Change "assistant editors" to "associate editors" in the welcome letter, then write out the passage from "Secondly, with all" up to and including "Department of English.".

Source passage.
-- Start --

Dear Readers,
Welcome to the seventh volume of Hortulus! This past year has been one of much change for Hortulus, and in more ways than one. Firstly—as I am sure many loyal readers have noticed—the organization has a new website and with that change comes a new contact address and completely new aesthetic. This is something the current Hortulus editors have been working on for quite some time, and we hope that you all find these alterations to be valuable as readers. With this positive new construction also brings with it a sense of bittersweet loss as well. Morgan Kay, the Website Mistress and Design Editor for Hortulus’s original construction, has finished her studies and therefore will be moving on from Hortulus to bigger and better things. We are sad to see her long-standing involvement in Hortulus come to an end—but as with all things we hope it brings with it many new opportunities for the future.
Secondly, with all the new additions this year (and the many more to come) as well as the larger uptake in submissions, readership, and editorial work we were able to welcome additional staff members to the Hortulus team. This spring’s themed issue welcomed two new assistant editors: Beth Fischer and Louise Wasson who were indispensible in helping us complete the issue. Beth is a PhD candidate in the Department of Art History at the University of North Carolina at Chapel Hill and Louise is pursuing a PhD at Queens University Belfast in the Department of English.
Thirdly, 2012 marked the first year in which Hortulus was able sponsor a session at the Kalamazoo International Congress of Medieval Studies. We were sincerely impressed at the huge amount of interest the session generated and were overjoyed that we were able to expand our original proposal into two sessions for the ‘zoo. We were also impressed with the papers as they were presented in the sessions and look forward to working with the presenters in the future here at Hortulus. Additionally, the session’s theme ran parallel to this spring’s themed issue which digitally lies before you for your perusal. We hope that those of you who were able to attend Kalamazoo this year will find these articles and reviews to be beneficially supplemental to the discussions which arose from the sessions, and for those who were unable to make it we hope these papers offer you some interesting insight into the world of space/place discussions.

-- End --

[Entries from a point annotation set]
-- Start --

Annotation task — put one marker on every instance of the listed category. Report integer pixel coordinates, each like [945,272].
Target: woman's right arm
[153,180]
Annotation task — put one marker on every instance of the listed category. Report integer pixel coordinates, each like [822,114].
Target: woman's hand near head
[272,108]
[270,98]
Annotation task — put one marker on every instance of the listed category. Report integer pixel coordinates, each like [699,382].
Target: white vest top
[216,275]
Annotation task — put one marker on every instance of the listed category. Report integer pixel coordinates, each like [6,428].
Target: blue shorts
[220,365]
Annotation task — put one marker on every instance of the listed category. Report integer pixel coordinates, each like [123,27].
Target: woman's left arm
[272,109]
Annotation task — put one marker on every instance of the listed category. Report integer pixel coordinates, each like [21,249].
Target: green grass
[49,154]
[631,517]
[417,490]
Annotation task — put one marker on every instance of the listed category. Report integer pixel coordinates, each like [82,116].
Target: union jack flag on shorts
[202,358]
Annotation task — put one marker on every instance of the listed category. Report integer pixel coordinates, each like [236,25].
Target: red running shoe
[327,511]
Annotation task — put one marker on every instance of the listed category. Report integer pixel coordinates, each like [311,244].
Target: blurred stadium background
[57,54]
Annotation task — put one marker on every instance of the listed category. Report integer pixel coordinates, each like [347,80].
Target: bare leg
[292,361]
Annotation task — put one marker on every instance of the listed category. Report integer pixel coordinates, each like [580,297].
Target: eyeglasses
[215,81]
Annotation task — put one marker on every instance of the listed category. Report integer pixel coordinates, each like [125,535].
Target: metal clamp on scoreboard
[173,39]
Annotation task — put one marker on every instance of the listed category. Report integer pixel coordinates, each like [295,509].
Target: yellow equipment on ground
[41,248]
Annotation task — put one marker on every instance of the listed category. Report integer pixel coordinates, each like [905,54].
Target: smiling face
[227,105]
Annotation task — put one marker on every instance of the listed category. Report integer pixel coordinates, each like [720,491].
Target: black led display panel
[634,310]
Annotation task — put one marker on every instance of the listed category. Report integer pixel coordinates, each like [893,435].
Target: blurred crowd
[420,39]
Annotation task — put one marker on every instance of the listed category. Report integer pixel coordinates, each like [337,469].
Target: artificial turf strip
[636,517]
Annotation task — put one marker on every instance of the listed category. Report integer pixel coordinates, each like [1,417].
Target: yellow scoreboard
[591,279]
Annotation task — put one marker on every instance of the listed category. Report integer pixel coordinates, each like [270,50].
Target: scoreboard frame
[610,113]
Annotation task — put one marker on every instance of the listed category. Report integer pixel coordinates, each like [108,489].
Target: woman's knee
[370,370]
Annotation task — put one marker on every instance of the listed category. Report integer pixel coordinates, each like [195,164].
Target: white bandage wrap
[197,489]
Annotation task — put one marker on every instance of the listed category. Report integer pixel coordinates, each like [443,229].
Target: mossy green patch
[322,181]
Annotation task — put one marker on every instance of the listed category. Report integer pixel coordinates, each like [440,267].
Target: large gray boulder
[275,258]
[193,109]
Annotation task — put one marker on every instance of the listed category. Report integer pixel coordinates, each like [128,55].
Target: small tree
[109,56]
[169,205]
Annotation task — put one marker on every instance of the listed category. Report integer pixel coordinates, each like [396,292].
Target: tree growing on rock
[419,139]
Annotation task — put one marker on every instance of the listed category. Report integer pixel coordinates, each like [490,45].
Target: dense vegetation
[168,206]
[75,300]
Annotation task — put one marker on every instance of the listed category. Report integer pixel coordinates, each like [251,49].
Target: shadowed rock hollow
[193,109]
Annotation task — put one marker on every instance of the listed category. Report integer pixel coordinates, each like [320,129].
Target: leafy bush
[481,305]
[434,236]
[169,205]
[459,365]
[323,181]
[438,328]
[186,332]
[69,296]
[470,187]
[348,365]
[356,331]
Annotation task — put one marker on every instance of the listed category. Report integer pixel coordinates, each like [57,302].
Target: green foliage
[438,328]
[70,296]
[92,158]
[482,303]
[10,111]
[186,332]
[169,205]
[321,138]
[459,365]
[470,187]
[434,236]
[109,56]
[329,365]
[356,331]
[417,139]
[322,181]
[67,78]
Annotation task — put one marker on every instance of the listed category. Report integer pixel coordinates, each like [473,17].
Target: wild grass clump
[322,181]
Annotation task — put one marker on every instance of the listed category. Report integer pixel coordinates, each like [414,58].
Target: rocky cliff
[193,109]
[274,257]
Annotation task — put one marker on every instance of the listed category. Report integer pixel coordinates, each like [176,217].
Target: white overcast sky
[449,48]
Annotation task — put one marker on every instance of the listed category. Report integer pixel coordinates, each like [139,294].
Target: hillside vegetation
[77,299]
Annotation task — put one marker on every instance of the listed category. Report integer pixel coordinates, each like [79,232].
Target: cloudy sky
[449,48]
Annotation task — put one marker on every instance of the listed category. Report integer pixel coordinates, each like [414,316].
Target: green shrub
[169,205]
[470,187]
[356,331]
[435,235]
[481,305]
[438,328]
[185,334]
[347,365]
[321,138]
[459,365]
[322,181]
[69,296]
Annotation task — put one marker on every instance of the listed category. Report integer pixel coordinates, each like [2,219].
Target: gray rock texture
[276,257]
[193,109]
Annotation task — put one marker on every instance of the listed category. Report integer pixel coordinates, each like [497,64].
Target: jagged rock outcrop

-- End --

Answer to this problem.
Secondly, with all the new additions this year (and the many more to come) as well as the larger uptake in submissions, readership, and editorial work we were able to welcome additional staff members to the Hortulus team. This spring’s themed issue welcomed two new associate editors: Beth Fischer and Louise Wasson who were indispensible in helping us complete the issue. Beth is a PhD candidate in the Department of Art History at the University of North Carolina at Chapel Hill and Louise is pursuing a PhD at Queens University Belfast in the Department of English.